# What this exercise asks
1. Write out the passage of the story on Cambodia's MDG award starting at "20 September 2010" and ending at "need receiving treatment.".
2. Decide whether each statement agrees with the story on Cambodia's MDG award, answering yes or no and quoting the words of the story that settle it. (a) Cambodia was honored in the Government category of the Awards. (b) HIV prevalence among adults in Cambodia had fallen to 0.8% by 1998. (c) Over 90% of adults and children in need receive antiretroviral treatment.

*** Extract to read Section Begins ***

Feature story

Cambodia takes MDG prize for excellence in its AIDS response

20 September 2010

At a ceremony held in New York on the eve of the Millennium Development Goals (MDG) Summit, the Kingdom of Cambodia was presented with an MDG Award for its outstanding national leadership, commitment and progress towards achievement of Goal 6 and particularly in working towards halting and reversing the spread of HIV.

Honoured within the ‘Government’ category of the annual Awards initiative, Cambodia is recognized for efforts on HIV that have contributed to a decline in HIV prevalence from an estimated 2% (among adults aged 15-49) in 1998 to 0.8% in 2008. The country has also achieved the universal access target for antiretroviral treatment, with over 90% of adults and children in need receiving treatment.

In selecting Cambodia, the MDG Awards Committee was particularly impressed with Cambodia’s successful scale-up of programmes, grounded in strong national leadership on HIV, the solid National Strategic Plan and collaborative partnerships, and adhering closely to the  ‘Three Ones’ principles.

“We are honoured to receive this award as important recognition of the joint efforts to address HIV in Cambodia,” said H.E. Dr. Teng Kunthy, Secretary-General of the Cambodia National AIDS Authority. “This outstanding success has been brought about by strong political support, leadership and commitment of the Royal Government of Cambodia in solid partnership with and support by UN agencies, civil society, the private sector and all development partners – a partnership which we will continue to strengthen towards even greater results.”

*** Extract to read Section Ends ***
*** Data extracts Section Begins ***

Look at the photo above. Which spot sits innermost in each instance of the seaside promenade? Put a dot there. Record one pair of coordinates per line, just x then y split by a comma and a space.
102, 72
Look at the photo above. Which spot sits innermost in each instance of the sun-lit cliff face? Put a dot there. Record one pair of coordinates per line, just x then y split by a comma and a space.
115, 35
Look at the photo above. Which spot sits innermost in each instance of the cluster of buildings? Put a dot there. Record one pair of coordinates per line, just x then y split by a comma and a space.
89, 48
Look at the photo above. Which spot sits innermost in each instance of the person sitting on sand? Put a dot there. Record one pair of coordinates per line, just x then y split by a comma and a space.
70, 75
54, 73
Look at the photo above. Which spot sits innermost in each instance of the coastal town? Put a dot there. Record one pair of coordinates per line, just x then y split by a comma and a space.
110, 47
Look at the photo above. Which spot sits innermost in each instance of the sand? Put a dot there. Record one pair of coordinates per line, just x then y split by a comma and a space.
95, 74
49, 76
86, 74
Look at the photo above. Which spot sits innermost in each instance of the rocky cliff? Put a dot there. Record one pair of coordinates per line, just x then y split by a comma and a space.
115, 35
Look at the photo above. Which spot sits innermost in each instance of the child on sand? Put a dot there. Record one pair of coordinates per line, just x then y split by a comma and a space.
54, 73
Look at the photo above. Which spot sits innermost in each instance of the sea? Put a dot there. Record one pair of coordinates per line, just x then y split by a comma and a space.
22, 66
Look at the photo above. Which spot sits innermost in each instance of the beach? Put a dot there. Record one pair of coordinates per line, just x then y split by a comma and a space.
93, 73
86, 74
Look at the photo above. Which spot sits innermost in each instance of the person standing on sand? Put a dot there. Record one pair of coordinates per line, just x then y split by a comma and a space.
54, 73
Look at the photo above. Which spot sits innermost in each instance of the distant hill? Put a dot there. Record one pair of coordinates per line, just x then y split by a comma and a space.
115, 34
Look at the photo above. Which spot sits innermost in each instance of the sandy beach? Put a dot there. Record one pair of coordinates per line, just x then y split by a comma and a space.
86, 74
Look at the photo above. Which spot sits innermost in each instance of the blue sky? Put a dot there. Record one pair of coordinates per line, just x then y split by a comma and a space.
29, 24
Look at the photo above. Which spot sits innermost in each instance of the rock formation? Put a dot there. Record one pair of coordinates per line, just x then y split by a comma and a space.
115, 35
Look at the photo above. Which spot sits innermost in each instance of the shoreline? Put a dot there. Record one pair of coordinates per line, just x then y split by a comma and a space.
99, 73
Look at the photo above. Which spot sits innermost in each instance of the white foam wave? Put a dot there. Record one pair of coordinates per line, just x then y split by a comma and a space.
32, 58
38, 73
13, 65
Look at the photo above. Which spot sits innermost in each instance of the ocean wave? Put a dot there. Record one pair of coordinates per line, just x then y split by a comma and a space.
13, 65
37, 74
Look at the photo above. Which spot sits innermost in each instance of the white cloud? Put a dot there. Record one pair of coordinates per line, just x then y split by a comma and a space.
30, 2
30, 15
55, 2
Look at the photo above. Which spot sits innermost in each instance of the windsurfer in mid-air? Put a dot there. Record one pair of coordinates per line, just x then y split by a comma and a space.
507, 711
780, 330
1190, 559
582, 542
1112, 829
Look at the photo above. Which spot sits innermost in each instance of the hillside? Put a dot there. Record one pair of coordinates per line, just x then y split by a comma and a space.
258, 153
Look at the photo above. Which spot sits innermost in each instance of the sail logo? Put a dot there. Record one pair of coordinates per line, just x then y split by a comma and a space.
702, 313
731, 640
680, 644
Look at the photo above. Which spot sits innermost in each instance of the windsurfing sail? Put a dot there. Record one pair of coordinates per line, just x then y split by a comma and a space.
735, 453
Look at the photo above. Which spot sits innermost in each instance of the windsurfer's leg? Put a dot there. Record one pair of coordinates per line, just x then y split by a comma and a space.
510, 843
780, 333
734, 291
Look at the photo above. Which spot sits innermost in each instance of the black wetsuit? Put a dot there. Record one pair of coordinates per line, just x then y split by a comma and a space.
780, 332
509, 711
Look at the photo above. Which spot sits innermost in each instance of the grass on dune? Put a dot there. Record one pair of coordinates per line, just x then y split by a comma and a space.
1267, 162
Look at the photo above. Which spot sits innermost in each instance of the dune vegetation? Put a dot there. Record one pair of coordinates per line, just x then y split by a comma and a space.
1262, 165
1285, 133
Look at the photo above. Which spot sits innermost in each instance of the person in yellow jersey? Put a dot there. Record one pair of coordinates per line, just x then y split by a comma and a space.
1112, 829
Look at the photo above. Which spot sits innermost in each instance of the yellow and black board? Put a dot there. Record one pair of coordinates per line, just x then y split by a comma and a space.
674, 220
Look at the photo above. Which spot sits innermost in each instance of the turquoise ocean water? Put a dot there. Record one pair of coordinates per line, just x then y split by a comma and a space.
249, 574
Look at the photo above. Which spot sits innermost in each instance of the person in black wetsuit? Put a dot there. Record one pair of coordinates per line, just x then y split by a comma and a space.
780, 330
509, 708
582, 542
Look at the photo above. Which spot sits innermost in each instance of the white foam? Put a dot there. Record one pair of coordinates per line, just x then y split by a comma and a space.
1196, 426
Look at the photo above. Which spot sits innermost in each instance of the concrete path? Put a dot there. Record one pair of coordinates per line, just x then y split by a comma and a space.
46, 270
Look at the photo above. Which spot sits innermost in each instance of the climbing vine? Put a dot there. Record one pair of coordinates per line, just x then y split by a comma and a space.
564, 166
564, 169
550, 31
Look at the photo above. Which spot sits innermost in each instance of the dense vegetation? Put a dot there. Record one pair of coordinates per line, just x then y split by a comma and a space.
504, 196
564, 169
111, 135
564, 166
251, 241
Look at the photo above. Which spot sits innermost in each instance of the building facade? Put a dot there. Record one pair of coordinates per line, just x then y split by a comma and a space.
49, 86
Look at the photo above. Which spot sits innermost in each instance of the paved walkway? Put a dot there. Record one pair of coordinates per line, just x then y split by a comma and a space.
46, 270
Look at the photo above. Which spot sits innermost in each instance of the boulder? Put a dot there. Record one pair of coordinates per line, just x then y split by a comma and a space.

*** Data extracts Section Ends ***

# Answers for the exercise
1.
20 September 2010

At a ceremony held in New York on the eve of the Millennium Development Goals (MDG) Summit, the Kingdom of Cambodia was presented with an MDG Award for its outstanding national leadership, commitment and progress towards achievement of Goal 6 and particularly in working towards halting and reversing the spread of HIV.

Honoured within the ‘Government’ category of the annual Awards initiative, Cambodia is recognized for efforts on HIV that have contributed to a decline in HIV prevalence from an estimated 2% (among adults aged 15-49) in 1998 to 0.8% in 2008. The country has also achieved the universal access target for antiretroviral treatment, with over 90% of adults and children in need receiving treatment.

2.
(a) Yes: "Honoured within the ‘Government’ category of the annual Awards initiative"
(b) No: "a decline in HIV prevalence from an estimated 2% (among adults aged 15-49) in 1998 to 0.8% in 2008"
(c) Yes: "with over 90% of adults and children in need receiving treatment"